The first time I saw Alok was at the India Art Fair in Delhi in 2017. I was there as a commissioned photographer, I was photographing street style for WWD. Dividing my time between the crowd outdoors and indoors, my eyes were peeled for interesting people and their style, interesting garments and accessories. While the subjects I choose to photograph are entirely at my discretion, I try to keep the publication in mind too. International publications are generally more open to unexpected ideas and images. Sometimes, they will publish something purely because of the value of the visual, instead of the status of the people in the photograph. Not because they choose to, but because they don’t have context that an Indian publication might have.
When I spotted Alok, I didn’t know anything about him. I wasn’t even sure if referring to the person as a “him” was correct or appropriate. Physically, Alok’s body appeared to fit the looks of someone who would be considered male. Alok was wearing heeled footwear, a dress that ended just below their knees, jewellery and their hair was tied up in a messy bun on the top of their head. Alok was wearing blue/grey lipstick. It is rare to see gay or transgender folk openly in public in India. Even in a city like Delhi, India’s national capital. So I totally wanted to photograph them.

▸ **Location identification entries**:
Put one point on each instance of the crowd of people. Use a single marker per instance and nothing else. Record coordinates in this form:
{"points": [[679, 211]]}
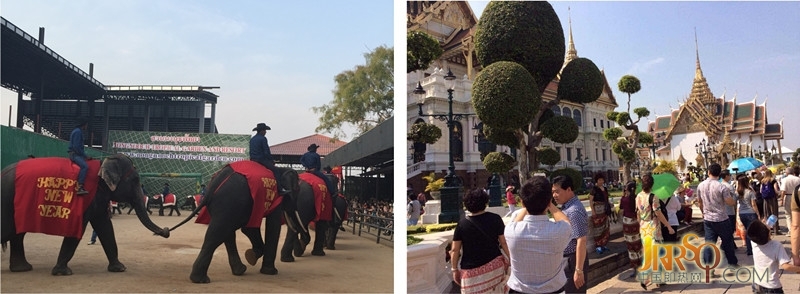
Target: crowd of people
{"points": [[375, 212], [537, 253], [533, 254]]}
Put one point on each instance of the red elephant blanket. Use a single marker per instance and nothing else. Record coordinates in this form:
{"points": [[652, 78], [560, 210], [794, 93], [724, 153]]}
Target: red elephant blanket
{"points": [[45, 199], [322, 200], [263, 189]]}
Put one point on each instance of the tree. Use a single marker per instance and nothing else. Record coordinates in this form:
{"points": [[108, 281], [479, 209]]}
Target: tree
{"points": [[521, 46], [423, 132], [422, 50], [363, 97], [625, 147], [666, 166], [548, 156], [498, 162]]}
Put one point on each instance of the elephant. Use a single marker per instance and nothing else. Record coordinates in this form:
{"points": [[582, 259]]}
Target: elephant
{"points": [[118, 180], [225, 199], [340, 212], [297, 244]]}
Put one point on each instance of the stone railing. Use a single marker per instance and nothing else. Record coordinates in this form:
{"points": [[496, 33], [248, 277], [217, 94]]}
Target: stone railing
{"points": [[414, 169], [427, 270]]}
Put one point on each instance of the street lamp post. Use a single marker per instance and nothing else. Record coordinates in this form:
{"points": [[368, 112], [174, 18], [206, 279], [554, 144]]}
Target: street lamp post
{"points": [[772, 155], [581, 161], [453, 187], [653, 146], [704, 149]]}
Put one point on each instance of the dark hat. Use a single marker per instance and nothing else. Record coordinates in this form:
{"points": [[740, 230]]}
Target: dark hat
{"points": [[81, 121], [261, 126]]}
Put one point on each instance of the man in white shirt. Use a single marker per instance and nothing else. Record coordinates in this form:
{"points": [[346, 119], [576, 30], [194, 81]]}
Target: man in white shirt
{"points": [[788, 183], [535, 243]]}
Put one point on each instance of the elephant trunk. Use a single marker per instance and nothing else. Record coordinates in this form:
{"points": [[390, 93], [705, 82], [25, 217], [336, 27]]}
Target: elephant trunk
{"points": [[144, 218]]}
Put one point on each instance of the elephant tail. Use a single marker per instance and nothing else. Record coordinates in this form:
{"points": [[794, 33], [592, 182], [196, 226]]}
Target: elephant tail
{"points": [[192, 215]]}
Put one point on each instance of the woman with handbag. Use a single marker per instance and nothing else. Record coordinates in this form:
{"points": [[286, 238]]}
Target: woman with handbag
{"points": [[599, 202], [650, 218], [480, 235]]}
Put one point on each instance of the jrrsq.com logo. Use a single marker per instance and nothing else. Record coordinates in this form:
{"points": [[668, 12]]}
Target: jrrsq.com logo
{"points": [[683, 263]]}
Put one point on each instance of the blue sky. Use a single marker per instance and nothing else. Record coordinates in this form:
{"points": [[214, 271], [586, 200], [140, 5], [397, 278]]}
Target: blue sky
{"points": [[746, 49], [273, 60]]}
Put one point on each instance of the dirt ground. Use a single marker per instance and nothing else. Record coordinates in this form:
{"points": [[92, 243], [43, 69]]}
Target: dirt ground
{"points": [[155, 264]]}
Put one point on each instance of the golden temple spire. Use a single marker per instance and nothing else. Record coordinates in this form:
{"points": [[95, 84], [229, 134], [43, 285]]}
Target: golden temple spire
{"points": [[571, 52], [698, 74]]}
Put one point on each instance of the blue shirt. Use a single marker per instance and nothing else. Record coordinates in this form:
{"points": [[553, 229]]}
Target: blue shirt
{"points": [[578, 220], [76, 142], [259, 148], [311, 160]]}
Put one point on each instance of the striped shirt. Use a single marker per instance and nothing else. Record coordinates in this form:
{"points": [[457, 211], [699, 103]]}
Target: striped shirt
{"points": [[536, 245], [713, 193]]}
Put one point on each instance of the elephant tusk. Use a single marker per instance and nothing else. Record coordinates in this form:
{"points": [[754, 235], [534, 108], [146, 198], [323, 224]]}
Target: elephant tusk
{"points": [[300, 221]]}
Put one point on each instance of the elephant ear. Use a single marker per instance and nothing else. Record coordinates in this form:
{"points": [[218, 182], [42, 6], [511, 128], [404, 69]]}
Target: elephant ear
{"points": [[109, 172]]}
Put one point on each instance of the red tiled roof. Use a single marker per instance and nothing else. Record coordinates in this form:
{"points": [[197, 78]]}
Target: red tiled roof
{"points": [[300, 146]]}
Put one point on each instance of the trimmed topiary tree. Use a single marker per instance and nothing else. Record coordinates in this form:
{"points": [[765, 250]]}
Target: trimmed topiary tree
{"points": [[498, 162], [548, 156], [422, 51], [625, 147], [577, 178], [514, 37]]}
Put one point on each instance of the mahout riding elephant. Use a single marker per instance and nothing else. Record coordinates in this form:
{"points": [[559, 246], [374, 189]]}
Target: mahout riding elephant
{"points": [[37, 195], [321, 216], [229, 206], [339, 216]]}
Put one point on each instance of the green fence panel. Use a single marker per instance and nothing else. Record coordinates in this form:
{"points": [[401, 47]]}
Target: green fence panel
{"points": [[17, 144], [162, 156]]}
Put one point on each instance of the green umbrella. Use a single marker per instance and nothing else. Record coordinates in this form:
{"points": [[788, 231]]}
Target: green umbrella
{"points": [[664, 184]]}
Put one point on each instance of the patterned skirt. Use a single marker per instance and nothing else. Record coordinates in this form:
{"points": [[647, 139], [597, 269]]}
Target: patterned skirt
{"points": [[600, 229], [488, 278], [630, 230]]}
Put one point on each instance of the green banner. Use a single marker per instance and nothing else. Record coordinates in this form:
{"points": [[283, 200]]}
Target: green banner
{"points": [[178, 157]]}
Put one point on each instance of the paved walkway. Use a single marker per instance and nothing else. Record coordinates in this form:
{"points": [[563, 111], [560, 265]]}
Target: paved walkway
{"points": [[726, 282]]}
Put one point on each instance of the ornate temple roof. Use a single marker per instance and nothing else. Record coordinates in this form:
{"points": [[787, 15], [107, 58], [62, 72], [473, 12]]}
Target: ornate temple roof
{"points": [[452, 23], [701, 111]]}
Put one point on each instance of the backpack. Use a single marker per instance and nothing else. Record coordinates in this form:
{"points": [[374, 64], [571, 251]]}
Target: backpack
{"points": [[663, 208], [768, 190]]}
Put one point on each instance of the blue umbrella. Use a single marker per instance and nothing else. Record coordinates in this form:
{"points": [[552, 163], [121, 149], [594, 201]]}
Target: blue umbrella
{"points": [[744, 164]]}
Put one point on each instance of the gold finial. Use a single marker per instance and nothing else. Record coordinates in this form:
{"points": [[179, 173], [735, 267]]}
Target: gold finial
{"points": [[698, 72]]}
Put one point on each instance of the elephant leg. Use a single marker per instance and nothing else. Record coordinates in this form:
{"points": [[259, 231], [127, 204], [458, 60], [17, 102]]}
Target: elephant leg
{"points": [[330, 238], [237, 267], [218, 231], [105, 231], [66, 253], [272, 233], [17, 261], [289, 244], [319, 238], [257, 250]]}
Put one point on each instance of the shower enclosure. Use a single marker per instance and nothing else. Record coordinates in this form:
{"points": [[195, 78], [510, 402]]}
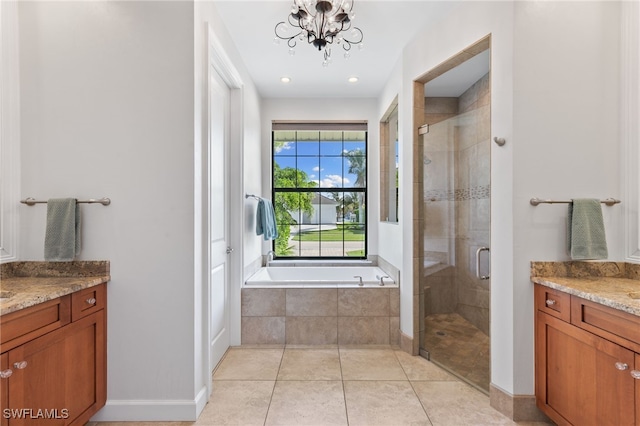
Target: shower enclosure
{"points": [[455, 221]]}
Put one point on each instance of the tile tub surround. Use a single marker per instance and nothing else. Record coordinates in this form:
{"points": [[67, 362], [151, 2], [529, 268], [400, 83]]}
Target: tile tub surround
{"points": [[321, 316], [607, 283], [30, 283]]}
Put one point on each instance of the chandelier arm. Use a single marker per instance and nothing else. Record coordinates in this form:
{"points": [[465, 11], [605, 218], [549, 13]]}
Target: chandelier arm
{"points": [[357, 40]]}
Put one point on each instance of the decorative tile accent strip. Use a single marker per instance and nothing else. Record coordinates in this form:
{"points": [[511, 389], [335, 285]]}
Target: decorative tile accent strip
{"points": [[80, 268], [474, 193], [581, 269]]}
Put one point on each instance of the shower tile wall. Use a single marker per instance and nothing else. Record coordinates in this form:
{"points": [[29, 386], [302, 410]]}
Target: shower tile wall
{"points": [[457, 203]]}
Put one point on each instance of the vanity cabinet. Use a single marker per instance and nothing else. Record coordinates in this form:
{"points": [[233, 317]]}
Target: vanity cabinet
{"points": [[587, 362], [54, 357]]}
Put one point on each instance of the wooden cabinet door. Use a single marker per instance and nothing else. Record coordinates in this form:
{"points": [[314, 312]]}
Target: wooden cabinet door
{"points": [[582, 379], [637, 382], [85, 366], [62, 375], [38, 381], [4, 388]]}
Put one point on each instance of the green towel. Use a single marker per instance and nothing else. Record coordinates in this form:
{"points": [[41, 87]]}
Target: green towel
{"points": [[62, 237], [585, 237]]}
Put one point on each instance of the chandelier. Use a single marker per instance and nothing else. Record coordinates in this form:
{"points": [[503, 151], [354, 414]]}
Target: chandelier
{"points": [[322, 23]]}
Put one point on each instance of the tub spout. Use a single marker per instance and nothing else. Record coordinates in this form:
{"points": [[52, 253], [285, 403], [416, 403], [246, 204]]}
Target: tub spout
{"points": [[270, 256], [381, 278]]}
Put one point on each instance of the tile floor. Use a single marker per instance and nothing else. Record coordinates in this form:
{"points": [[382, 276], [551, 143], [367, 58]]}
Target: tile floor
{"points": [[337, 386], [457, 344]]}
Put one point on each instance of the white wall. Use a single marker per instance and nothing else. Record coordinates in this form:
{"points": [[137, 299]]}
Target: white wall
{"points": [[566, 141], [111, 95], [390, 246], [329, 109], [555, 101]]}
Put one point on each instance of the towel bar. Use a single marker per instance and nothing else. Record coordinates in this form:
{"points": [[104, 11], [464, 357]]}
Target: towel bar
{"points": [[104, 201], [536, 201]]}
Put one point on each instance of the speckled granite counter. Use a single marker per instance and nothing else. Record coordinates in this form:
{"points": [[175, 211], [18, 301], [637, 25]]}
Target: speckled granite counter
{"points": [[24, 284], [613, 284]]}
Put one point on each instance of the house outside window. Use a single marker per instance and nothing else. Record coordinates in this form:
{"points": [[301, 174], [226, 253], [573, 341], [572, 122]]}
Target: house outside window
{"points": [[319, 173]]}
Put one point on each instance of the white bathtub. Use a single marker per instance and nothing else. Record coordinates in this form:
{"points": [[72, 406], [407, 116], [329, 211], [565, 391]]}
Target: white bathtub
{"points": [[318, 277]]}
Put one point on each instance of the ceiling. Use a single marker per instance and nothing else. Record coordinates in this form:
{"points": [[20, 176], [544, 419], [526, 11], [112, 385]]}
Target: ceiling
{"points": [[387, 26]]}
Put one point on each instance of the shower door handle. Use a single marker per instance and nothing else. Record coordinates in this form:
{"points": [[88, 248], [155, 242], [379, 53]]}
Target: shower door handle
{"points": [[480, 250]]}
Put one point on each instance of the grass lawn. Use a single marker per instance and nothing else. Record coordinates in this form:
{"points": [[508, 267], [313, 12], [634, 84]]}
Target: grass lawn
{"points": [[341, 233]]}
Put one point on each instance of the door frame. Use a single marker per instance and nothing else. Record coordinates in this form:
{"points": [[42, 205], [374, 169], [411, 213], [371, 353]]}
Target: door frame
{"points": [[218, 61]]}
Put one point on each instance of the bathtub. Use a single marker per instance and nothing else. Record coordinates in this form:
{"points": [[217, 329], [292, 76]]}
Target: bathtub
{"points": [[318, 277]]}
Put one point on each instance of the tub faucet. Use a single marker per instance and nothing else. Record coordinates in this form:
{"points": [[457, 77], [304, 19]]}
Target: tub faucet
{"points": [[270, 256], [381, 278]]}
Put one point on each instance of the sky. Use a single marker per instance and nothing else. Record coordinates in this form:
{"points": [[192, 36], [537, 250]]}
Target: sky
{"points": [[321, 161]]}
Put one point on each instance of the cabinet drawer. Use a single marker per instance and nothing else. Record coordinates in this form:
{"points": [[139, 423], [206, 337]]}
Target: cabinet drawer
{"points": [[87, 301], [612, 324], [27, 324], [553, 302]]}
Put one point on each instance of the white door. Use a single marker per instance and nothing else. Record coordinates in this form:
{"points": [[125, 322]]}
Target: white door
{"points": [[218, 217]]}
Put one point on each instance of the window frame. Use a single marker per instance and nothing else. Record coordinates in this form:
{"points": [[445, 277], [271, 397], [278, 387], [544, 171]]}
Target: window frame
{"points": [[320, 127]]}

▸ **Instruction**: Copy out the India Art Fair passage from the sentence containing "When I spotted" through "to photograph them.", switching "messy bun" to "loose braid".

▸ **Finished exercise**:
When I spotted Alok, I didn’t know anything about him. I wasn’t even sure if referring to the person as a “him” was correct or appropriate. Physically, Alok’s body appeared to fit the looks of someone who would be considered male. Alok was wearing heeled footwear, a dress that ended just below their knees, jewellery and their hair was tied up in a loose braid on the top of their head. Alok was wearing blue/grey lipstick. It is rare to see gay or transgender folk openly in public in India. Even in a city like Delhi, India’s national capital. So I totally wanted to photograph them.